Exercise materials START
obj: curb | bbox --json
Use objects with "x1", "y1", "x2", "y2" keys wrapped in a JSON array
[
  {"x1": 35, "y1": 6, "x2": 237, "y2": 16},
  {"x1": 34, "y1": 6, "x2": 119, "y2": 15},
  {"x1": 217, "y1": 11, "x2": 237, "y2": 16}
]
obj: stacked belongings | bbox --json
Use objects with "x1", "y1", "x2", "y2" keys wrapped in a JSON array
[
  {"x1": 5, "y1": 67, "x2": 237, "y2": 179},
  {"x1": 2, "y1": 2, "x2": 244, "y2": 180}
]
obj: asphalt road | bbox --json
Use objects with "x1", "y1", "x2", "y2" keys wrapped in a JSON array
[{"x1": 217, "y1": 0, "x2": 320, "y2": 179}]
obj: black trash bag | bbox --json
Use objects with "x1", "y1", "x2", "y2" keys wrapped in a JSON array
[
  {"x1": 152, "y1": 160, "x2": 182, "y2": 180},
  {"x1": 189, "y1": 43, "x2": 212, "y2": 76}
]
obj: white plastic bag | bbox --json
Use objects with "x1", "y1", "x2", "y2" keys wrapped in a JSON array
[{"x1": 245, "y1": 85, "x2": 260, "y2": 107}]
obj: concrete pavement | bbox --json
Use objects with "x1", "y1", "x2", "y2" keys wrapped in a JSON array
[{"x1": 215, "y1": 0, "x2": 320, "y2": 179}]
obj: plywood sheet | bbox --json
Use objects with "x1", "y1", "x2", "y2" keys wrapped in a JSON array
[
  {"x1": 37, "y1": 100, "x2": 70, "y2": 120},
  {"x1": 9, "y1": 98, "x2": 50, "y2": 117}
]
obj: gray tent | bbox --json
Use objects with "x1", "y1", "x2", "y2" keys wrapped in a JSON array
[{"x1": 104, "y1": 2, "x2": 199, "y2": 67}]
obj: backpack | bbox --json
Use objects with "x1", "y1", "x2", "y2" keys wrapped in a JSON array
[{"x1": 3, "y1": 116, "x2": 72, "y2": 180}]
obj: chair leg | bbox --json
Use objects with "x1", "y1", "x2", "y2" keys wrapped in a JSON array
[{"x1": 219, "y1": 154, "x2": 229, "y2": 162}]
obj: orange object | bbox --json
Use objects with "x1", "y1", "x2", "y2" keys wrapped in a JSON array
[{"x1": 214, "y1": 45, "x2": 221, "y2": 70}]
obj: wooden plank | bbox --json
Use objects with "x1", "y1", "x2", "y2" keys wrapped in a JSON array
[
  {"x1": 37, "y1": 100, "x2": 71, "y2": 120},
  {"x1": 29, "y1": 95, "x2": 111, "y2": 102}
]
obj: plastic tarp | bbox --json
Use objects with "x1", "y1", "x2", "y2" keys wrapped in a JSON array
Exercise materials END
What to produce ▸ If a line of the records contains the word "plastic", count it; give only the total.

Reply ▸ 2